BEGIN Source document

A further consideration concerns the way indirectness has been operationalised in the literature. In more recent studies of indirectness, experimental designs where the very same critical stimulus could be either direct or indirect depending on the preceding context were preferred (Bašnáková et al., 2014, 2015; Feng et al., 2017, 2021; van Ackeren et al., 2016). While some studies attempted to equalise semantic similarity to context in direct and indirect stimuli by several means (e.g. Bašnáková et al., 2015, 2014 and the present study), others used LSA – a measure of semantic relatedness – as a criterion to quantify and operationalise indirectness (Feng et al., 2017). In these studies, the cosine similarity based on latent semantic analysis (LSA) (Landauer et al., 1998, 2007) between context and critical reply was used as a proxy for semantic similarity. In the current study, our direct/indirect stimuli were also counterbalanced for LSA-based cosine similarity and for further indicators of semantic relation (number or repeated lemmas, number of repeated pronouns, number of coreferences). Nevertheless, subjects still perceived indirect stimuli as less semantically related to their context. This is likely due to the obvious imperfectness of using a sum of semantic vectors of individual words to obtain semantic information about a larger construction. All sequential and combinatorial information is lost in this case. LSA is indeed an imperfect tool that fails in the representation of various aspects of language such as lexical ambiguity, idiomatic meaning, metaphors, etc. Therefore, the present claims are limited to a set of stimuli that was matched based on the LSA-based cosine similarity between context question and critical utterance in the various conditions. However, other more contemporary distributional models such as BERT (Devlin et al., 2018) or ELMo (Peters et al., 2018) could offer a useful alternative to the currently used LSA. To sum up, our data show that an increased semantic distance from its context sentence might be an intrinsic property of indirect stimuli, as it closely correlates with perceived indirectness. On the basis of these results, it appears that using behavioural ratings of semantic similarity between context and critical utterance as a proxy for the degree of indirectness might be sound (as in Feng et al., 2017).

END Source document

> **Exercise task 1**:
Decide whether each statement below agrees with the passage on indirectness. Answer yes or no for each, and quote the words of the passage that settle it.
(a) In the present study, the direct and indirect stimuli were counterbalanced for LSA-based cosine similarity.
(b) Subjects perceived indirect stimuli as more semantically related to their context than direct stimuli.
(c) Feng et al. (2017) used LSA as a criterion to quantify indirectness.
> **Exercise task 2**: Write the next part of the passage on indirectness, starting after its final sentence.

BEGIN Items

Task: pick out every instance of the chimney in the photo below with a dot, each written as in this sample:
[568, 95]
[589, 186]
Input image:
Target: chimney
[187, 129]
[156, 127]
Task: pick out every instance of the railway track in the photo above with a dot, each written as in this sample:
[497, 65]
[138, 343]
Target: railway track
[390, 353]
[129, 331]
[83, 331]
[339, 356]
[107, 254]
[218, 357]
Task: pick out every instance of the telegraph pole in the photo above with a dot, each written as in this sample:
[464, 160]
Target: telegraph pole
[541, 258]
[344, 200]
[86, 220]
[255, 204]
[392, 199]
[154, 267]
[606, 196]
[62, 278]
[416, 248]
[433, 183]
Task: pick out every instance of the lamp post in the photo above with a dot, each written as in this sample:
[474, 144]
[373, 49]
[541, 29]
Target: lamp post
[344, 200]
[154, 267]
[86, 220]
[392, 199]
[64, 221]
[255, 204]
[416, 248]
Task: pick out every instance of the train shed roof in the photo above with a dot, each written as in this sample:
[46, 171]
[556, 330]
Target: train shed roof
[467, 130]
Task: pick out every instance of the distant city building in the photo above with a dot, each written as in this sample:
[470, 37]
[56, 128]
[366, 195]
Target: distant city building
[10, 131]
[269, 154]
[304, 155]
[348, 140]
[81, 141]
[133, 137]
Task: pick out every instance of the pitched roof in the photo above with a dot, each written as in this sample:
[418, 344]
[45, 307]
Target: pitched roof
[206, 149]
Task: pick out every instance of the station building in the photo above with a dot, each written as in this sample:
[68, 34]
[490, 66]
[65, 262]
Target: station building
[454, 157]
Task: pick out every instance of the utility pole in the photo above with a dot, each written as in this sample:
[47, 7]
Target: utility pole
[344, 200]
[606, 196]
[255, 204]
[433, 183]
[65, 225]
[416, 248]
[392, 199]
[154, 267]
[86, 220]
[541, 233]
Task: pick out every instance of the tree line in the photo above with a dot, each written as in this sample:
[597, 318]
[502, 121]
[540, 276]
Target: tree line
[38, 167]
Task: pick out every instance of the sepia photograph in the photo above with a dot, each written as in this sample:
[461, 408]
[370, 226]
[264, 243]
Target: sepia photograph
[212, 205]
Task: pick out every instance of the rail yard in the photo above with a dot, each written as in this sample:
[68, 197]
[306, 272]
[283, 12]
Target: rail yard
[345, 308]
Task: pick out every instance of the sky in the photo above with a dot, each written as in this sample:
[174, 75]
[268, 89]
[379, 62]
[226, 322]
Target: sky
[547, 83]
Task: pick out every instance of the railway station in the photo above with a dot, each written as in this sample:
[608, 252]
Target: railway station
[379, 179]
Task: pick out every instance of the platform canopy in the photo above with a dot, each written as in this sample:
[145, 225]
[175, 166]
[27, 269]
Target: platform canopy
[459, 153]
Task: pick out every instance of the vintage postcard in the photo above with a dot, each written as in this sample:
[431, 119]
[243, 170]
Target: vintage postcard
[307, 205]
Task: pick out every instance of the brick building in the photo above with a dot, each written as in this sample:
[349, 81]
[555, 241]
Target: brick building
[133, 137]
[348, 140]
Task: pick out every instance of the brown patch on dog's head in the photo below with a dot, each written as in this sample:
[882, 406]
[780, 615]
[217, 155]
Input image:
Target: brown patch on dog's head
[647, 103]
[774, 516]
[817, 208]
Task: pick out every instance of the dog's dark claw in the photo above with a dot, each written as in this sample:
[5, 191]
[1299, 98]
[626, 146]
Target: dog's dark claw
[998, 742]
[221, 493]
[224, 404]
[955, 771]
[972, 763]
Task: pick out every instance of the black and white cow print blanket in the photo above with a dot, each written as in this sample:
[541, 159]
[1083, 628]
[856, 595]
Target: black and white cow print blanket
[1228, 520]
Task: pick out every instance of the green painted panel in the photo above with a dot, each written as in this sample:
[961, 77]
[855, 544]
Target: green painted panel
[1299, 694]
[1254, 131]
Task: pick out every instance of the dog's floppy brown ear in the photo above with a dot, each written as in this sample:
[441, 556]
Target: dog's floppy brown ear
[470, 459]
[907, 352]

END Items

> **Task result 1**:
(a) Yes: "our direct/indirect stimuli were also counterbalanced for LSA-based cosine similarity"
(b) No: "subjects still perceived indirect stimuli as less semantically related to their context"
(c) Yes: "others used LSA – a measure of semantic relatedness – as a criterion to quantify and operationalise indirectness (Feng et al., 2017)"

> **Task result 2**:
Our study revealed the intrinsic relationship between the cognitive properties of indirectness, semantic relatedness, predictivity, coherence and certainty of understanding. As such, our results are of relevance for any study making claims about specific features of indirectness, as the multiple implications for the related cognitive processes need to be taken into account. This applies, in particular, to studies aiming at drawing inferences on the brain loci of indirectness. In all of these cases, additional studies are necessary to disentangle which feature of indirectness, or which combination of features, are crucial for a specific brain locus to “light up”. Current interpretations offered in the literature had so far been lacking on these aspects in many cases.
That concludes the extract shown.